From the records below, pull out every line that contains the string "outcrop". Case counts, so copy only lines where the letters match in case.

- ITEMS:
- - -

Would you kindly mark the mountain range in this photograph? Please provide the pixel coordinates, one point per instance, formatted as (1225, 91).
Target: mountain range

- - -

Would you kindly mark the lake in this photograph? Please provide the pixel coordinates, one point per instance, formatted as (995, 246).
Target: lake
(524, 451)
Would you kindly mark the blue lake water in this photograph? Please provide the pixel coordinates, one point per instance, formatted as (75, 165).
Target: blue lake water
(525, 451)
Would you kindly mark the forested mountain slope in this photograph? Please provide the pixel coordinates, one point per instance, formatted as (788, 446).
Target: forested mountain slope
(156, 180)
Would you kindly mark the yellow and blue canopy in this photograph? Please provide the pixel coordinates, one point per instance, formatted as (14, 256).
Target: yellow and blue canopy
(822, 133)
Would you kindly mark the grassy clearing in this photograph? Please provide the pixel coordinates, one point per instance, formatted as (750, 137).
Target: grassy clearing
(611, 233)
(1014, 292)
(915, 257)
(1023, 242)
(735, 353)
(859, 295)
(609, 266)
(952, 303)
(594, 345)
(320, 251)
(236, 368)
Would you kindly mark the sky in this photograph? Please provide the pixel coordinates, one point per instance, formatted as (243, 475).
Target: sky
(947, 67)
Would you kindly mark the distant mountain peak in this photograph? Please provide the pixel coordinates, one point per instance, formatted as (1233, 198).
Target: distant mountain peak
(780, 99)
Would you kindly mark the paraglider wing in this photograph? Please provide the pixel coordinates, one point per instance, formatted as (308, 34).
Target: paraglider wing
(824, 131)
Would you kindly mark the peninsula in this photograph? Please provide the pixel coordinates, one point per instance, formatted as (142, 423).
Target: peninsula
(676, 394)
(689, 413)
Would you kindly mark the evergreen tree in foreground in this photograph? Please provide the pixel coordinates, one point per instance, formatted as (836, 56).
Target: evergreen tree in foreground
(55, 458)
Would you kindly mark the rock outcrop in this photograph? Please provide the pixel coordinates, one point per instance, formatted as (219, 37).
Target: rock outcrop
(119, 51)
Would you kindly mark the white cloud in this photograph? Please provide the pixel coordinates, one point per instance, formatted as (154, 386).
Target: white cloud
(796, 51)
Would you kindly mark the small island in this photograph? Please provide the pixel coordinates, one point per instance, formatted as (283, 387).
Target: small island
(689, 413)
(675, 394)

- - -

- FULL ANSWER:
Would you kindly mark the rock outcrop in this photograph? Please provide the pixel coordinates, one point per instance, formatted as (219, 37).
Target: rock outcrop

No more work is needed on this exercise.